# Assignment:
Search the records for "instance" and copy each line that holds it.
········
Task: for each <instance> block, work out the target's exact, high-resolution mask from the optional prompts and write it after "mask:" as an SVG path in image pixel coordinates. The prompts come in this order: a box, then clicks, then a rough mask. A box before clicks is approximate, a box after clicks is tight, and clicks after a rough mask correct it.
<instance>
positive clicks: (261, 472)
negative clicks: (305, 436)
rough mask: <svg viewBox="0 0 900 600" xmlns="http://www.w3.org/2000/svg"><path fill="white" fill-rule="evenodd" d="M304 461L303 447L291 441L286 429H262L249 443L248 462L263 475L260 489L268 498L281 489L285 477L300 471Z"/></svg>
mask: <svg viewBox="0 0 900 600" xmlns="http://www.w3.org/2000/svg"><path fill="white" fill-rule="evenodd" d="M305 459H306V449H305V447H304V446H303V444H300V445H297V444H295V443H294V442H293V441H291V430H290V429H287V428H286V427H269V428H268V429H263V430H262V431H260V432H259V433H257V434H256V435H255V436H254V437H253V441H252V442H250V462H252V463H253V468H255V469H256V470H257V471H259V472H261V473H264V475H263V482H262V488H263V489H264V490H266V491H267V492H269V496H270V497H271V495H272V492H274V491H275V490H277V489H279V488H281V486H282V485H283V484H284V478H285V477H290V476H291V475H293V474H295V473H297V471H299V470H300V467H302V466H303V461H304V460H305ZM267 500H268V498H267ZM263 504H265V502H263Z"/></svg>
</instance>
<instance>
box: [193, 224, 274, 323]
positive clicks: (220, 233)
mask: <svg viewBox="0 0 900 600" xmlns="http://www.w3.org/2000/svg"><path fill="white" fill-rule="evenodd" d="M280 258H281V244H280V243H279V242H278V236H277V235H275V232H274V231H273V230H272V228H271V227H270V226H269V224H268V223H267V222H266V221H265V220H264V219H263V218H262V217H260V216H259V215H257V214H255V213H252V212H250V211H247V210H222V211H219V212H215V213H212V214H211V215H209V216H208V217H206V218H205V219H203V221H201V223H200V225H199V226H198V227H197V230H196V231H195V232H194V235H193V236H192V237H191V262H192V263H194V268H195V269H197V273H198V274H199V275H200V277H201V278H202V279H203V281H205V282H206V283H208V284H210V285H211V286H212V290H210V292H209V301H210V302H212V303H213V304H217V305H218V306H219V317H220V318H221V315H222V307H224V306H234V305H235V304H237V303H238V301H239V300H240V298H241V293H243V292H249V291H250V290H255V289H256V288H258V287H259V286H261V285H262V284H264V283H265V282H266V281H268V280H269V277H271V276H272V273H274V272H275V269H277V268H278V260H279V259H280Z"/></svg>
········
# Task response:
Task: for each <instance> block, work out the target's exact, high-resolution mask from the optional prompts and write it after "mask:" as an SVG path in image pixel coordinates. The prompts come in this order: a box, then clicks, then a rough mask. A box before clicks is approximate, a box after clicks is tight, and clicks after a rough mask correct it.
<instance>
</instance>
<instance>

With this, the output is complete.